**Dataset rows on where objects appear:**
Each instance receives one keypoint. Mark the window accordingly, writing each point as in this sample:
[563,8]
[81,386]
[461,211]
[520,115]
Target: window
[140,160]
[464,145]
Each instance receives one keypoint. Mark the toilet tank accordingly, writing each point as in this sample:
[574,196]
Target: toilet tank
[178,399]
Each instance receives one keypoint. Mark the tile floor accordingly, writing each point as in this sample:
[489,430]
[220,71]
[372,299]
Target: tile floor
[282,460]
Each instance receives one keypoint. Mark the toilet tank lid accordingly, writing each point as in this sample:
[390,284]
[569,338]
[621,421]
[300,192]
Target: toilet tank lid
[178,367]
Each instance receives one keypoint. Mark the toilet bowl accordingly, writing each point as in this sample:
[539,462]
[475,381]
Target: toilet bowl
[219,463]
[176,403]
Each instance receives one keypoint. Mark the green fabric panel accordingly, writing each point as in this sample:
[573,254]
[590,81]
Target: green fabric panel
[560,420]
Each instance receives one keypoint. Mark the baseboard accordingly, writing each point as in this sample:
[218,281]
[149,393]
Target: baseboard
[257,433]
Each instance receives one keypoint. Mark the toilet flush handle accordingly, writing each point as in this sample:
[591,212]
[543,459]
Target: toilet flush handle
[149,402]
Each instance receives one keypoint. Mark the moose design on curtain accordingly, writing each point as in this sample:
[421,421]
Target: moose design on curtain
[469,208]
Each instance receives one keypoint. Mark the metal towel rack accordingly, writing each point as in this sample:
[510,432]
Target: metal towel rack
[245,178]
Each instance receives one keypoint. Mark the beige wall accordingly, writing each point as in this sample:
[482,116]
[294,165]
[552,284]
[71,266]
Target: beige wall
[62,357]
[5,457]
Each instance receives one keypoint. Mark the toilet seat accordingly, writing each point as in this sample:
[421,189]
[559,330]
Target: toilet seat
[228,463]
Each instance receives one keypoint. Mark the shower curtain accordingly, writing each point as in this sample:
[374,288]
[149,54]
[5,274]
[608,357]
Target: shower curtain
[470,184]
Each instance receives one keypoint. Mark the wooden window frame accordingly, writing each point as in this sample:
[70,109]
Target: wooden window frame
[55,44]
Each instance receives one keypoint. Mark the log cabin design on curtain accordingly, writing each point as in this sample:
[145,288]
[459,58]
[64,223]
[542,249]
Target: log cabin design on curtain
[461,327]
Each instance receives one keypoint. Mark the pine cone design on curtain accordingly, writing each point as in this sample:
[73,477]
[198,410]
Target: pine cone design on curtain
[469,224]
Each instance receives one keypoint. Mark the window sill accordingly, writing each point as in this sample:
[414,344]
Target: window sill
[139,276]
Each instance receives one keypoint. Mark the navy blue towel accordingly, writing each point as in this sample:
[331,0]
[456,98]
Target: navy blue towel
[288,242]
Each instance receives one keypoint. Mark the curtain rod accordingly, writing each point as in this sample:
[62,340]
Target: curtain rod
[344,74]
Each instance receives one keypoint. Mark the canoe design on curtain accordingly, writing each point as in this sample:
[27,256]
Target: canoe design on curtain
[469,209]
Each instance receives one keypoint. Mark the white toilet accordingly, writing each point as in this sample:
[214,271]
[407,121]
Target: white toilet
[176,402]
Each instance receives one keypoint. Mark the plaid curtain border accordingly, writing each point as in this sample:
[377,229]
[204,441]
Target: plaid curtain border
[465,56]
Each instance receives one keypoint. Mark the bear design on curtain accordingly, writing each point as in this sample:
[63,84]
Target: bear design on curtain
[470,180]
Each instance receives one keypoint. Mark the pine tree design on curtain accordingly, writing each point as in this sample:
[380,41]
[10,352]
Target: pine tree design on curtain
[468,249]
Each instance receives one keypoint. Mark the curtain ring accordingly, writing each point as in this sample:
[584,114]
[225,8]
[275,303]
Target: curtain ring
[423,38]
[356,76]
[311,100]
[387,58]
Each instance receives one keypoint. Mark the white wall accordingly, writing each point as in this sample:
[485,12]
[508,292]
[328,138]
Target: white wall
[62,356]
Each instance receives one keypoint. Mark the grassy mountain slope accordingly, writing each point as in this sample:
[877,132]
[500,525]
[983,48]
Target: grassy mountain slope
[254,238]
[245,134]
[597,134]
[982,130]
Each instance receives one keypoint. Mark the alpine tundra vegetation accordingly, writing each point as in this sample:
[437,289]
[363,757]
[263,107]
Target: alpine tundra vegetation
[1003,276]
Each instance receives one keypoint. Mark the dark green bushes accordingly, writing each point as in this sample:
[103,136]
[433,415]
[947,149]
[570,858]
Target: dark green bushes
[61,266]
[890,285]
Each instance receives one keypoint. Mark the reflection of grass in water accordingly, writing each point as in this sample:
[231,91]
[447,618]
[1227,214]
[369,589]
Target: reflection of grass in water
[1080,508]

**JOB:** All records above must be set down exactly, please.

**COMPLETED EXERCISE:**
Each instance receives one keypoint. Mark the window accordingly, writing each point as in this sample:
[563,8]
[81,386]
[461,211]
[520,115]
Target: window
[140,160]
[464,145]
Each instance receives one keypoint. Mark the toilet tank accordingly, writing each point as in this sample:
[574,196]
Target: toilet tank
[178,399]
Each instance receives one keypoint. Mark the tile floor accordingly, writing each point as in this sample:
[489,430]
[220,71]
[372,299]
Target: tile floor
[282,460]
Each instance receives one keypoint. Mark the toilet tank lid accordingly, writing each point as in this sample:
[390,284]
[569,338]
[621,421]
[300,192]
Target: toilet tank lid
[178,367]
Each instance receives one keypoint. Mark the toilet bowl accordingly, writing each point as in this sample:
[539,462]
[475,381]
Target: toilet bowl
[219,463]
[176,403]
Each instance receives one keypoint. Mark the green fabric panel accordingly, writing each point as in this sample:
[573,254]
[590,81]
Target: green fabric panel
[560,420]
Each instance receives one keypoint. Mark the baseboard accordingly, writing each point as in this sample:
[218,281]
[149,393]
Target: baseboard
[257,433]
Each instance receives one keypoint. Mark the toilet flush handle accordingly, writing each point as in this sample:
[591,212]
[543,459]
Target: toilet flush handle
[149,402]
Each instance receives one keypoint. Mark the moose design on curtain accordingly, writing each point as in this sample:
[421,421]
Target: moose design on curtain
[469,208]
Each instance receives one keypoint. Mark the metal towel rack accordingly, writing each point as in this sample:
[510,432]
Target: metal towel rack
[245,178]
Each instance receives one keypoint. Mark the beige wall accordingly, writing each point as in this sample:
[482,116]
[294,165]
[552,284]
[71,266]
Target: beige wall
[62,357]
[5,457]
Each instance receives one keypoint. Mark the toilet seat accordingly, writing each point as in this sample:
[421,189]
[559,330]
Target: toilet seat
[228,463]
Each instance receives one keypoint. Mark the shower curtain accordingly, writing each point as in this sample:
[374,288]
[149,54]
[5,274]
[608,357]
Target: shower curtain
[470,184]
Each instance receives one keypoint. Mark the wooden window frame accordingly, writing each point as in this sample:
[70,109]
Target: wooden window frame
[55,44]
Each instance receives one keypoint. Mark the log cabin design on curtain accordingly, writing each point as in this sample:
[145,288]
[459,58]
[64,223]
[542,249]
Target: log cabin design on curtain
[461,327]
Each instance receives one keypoint. Mark the pine cone design on curtain accordingly, writing each point as in this sample:
[73,477]
[198,410]
Target: pine cone design on curtain
[469,224]
Each instance receives one keypoint. Mark the window sill accordingly, writing each point as in this sample:
[414,344]
Target: window sill
[139,276]
Each instance receives one keypoint. Mark the navy blue towel accordingly, writing each point as in this sample:
[331,0]
[456,98]
Target: navy blue towel
[288,242]
Each instance receives one keypoint. Mark the curtain rod accordingly, writing each point as in this sample:
[62,340]
Target: curtain rod
[344,74]
Each instance receives one keypoint. Mark the canoe design on curtain accordingly, writing each point as in this sample:
[27,256]
Target: canoe design on curtain
[469,209]
Each instance receives one keypoint. Mark the white toilet accordingly, writing each point as in this sample:
[214,271]
[407,121]
Target: white toilet
[176,402]
Each instance receives one keypoint. Mark the plaid curtain border accordingly, writing each point as in this sample:
[377,229]
[204,441]
Target: plaid curtain border
[465,56]
Each instance receives one keypoint. Mark the bear design on curtain accordingly, writing each point as in this sample:
[63,84]
Target: bear design on curtain
[470,180]
Each instance receives one keypoint. Mark the pine tree design on curtain accordingly, writing each point as in this sample:
[380,41]
[10,352]
Target: pine tree design on curtain
[468,249]
Each instance receives one keypoint. Mark the curtain ring accordingly, writing each point as in this sample:
[584,114]
[225,8]
[275,303]
Target: curtain ring
[423,38]
[356,76]
[311,100]
[387,58]
Each instance receives one keypoint. Mark the white wall accordingly, writing each point as in this sample:
[485,12]
[508,292]
[328,138]
Target: white wall
[62,356]
Each instance receives one keypoint. Mark the grassy mountain slope accordingly, writing each point as in this sample:
[877,132]
[500,525]
[983,48]
Target: grassy mountain slope
[254,238]
[245,134]
[597,134]
[982,130]
Each instance receives one keypoint. Mark the alpine tundra vegetation accordingly, writing each point as in this sample:
[437,289]
[363,757]
[263,107]
Target: alpine tundra vegetation
[1003,276]
Each instance receives one keypoint. Mark the dark green bushes accordingly, writing each point as in this sample:
[103,136]
[433,415]
[947,149]
[570,858]
Target: dark green bushes
[61,266]
[890,285]
Each instance receives one keypoint. Mark the reflection of grass in water accordingly, writing each point as in this sample:
[231,91]
[447,618]
[1227,214]
[369,589]
Target: reflection of grass in water
[1080,508]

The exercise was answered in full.